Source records
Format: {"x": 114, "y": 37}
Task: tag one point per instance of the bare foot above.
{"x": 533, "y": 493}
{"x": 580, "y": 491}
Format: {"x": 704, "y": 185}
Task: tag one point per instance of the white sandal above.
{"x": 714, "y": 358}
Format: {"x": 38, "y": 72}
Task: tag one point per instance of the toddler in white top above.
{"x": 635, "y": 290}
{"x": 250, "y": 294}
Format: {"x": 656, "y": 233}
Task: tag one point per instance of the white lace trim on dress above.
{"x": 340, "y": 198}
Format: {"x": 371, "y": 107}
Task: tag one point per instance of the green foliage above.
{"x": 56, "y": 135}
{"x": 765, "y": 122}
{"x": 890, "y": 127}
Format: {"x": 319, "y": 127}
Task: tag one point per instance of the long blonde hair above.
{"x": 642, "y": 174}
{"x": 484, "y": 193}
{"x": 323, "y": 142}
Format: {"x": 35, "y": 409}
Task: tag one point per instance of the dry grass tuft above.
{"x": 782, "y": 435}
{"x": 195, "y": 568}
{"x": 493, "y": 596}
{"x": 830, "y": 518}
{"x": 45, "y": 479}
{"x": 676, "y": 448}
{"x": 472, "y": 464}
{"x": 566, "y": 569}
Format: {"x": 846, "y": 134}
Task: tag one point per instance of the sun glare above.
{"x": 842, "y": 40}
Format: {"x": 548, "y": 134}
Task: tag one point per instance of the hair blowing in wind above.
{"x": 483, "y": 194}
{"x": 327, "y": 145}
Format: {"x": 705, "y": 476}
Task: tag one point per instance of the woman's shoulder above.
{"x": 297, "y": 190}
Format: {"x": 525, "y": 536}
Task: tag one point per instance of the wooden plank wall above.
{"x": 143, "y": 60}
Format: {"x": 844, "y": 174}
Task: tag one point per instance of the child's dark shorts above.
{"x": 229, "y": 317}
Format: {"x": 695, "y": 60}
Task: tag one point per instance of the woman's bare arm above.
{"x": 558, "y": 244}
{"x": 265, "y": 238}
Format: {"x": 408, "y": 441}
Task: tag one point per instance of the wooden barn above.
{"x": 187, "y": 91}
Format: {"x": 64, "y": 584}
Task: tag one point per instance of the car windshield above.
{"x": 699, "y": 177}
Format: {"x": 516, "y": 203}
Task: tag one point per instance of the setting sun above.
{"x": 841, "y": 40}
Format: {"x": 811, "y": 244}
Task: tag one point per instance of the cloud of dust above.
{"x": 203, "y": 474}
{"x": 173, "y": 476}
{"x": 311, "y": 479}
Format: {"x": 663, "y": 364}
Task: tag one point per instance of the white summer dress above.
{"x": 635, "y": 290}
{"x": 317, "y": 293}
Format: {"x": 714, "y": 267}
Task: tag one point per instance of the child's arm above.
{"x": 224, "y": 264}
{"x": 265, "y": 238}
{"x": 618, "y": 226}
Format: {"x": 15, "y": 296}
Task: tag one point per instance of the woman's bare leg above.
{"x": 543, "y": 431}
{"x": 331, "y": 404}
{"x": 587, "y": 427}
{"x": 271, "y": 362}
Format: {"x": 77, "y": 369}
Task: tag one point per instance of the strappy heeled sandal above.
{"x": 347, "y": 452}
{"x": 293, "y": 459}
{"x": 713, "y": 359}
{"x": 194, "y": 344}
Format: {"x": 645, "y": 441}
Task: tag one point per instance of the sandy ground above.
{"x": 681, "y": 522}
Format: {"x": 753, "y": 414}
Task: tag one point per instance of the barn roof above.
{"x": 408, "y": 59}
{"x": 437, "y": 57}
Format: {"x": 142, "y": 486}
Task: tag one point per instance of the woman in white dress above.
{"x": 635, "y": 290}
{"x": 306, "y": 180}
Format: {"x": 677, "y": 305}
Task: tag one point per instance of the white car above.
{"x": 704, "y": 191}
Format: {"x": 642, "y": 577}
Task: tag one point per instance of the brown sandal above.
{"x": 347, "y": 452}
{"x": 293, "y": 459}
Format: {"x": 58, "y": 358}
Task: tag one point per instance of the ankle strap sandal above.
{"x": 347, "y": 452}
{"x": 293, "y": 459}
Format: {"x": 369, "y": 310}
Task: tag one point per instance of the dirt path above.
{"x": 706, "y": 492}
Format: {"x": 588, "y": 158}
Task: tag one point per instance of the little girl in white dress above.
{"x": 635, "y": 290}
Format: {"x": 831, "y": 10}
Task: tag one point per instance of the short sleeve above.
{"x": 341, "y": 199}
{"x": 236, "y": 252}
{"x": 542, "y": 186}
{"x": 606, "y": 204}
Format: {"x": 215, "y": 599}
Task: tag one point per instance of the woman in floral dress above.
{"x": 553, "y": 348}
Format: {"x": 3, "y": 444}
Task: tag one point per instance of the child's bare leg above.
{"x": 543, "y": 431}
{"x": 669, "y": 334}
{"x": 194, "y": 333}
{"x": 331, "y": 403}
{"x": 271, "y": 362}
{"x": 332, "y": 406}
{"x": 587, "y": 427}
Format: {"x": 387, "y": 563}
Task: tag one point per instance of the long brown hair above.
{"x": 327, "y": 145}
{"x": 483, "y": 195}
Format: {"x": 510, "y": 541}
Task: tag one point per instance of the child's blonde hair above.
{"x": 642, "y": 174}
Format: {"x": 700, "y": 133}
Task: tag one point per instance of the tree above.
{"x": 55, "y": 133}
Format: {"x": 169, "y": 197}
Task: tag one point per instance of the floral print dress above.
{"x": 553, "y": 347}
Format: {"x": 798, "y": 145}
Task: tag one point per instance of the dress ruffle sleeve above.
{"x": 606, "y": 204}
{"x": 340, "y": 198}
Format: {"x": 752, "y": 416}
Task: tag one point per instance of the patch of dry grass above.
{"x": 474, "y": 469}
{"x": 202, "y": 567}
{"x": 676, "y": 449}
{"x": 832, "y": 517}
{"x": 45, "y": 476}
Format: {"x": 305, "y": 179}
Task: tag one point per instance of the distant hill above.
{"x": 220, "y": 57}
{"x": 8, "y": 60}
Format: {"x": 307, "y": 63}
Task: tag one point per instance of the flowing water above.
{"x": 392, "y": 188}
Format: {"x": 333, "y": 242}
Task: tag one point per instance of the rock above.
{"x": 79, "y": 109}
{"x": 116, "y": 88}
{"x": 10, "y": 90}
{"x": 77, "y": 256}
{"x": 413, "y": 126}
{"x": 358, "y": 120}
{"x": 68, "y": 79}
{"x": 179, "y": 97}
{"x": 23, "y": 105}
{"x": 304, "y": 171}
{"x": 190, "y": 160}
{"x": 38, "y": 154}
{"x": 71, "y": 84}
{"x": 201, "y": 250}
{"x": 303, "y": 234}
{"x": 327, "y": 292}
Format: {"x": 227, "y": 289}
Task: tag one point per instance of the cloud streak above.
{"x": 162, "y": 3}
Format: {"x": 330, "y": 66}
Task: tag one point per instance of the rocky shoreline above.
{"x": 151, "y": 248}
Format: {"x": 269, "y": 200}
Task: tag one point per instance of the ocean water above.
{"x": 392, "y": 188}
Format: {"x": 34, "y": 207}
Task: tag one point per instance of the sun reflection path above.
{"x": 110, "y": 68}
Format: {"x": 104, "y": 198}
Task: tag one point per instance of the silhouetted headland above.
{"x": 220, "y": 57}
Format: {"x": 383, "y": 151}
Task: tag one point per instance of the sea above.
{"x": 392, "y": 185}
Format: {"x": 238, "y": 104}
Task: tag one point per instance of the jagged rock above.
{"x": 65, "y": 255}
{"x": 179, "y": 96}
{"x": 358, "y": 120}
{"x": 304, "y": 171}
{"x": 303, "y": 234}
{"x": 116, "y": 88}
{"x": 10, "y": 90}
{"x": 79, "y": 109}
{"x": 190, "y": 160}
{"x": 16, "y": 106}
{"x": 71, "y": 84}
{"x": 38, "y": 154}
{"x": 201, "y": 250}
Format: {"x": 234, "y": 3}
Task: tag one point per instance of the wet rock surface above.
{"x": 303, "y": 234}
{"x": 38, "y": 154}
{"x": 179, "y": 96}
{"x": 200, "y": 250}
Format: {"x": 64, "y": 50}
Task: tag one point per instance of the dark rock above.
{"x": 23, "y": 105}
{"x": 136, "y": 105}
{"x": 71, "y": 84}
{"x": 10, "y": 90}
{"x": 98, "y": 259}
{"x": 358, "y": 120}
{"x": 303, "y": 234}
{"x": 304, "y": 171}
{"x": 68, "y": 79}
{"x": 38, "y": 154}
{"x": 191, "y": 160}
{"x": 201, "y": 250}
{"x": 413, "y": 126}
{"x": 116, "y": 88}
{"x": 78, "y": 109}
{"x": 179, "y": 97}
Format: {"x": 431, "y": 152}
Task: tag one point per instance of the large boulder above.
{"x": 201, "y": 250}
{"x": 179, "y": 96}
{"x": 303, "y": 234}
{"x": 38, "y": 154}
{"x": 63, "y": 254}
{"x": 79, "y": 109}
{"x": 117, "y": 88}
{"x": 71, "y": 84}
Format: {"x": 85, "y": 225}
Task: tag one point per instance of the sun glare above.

_YOUR GOAL_
Reproduce exactly the lines from the one with "Task: tag one point per instance of the wet" through the last line of the entries, keeping both of those lines and nothing else.

_EXERCISE SOLUTION_
Task: tag one point per instance of the wet rock surface above.
{"x": 303, "y": 234}
{"x": 38, "y": 154}
{"x": 179, "y": 96}
{"x": 200, "y": 250}
Format: {"x": 64, "y": 50}
Task: tag one point per instance of the dark rock above.
{"x": 23, "y": 105}
{"x": 136, "y": 105}
{"x": 71, "y": 84}
{"x": 10, "y": 90}
{"x": 98, "y": 259}
{"x": 358, "y": 120}
{"x": 303, "y": 234}
{"x": 304, "y": 171}
{"x": 68, "y": 79}
{"x": 38, "y": 154}
{"x": 191, "y": 160}
{"x": 201, "y": 250}
{"x": 413, "y": 126}
{"x": 116, "y": 88}
{"x": 78, "y": 109}
{"x": 179, "y": 97}
Format: {"x": 431, "y": 152}
Task: tag one point per instance of the large boulder above.
{"x": 201, "y": 250}
{"x": 179, "y": 96}
{"x": 303, "y": 234}
{"x": 38, "y": 154}
{"x": 63, "y": 254}
{"x": 79, "y": 109}
{"x": 117, "y": 88}
{"x": 71, "y": 84}
Format: {"x": 85, "y": 225}
Task: tag one point per instance of the sun glare above.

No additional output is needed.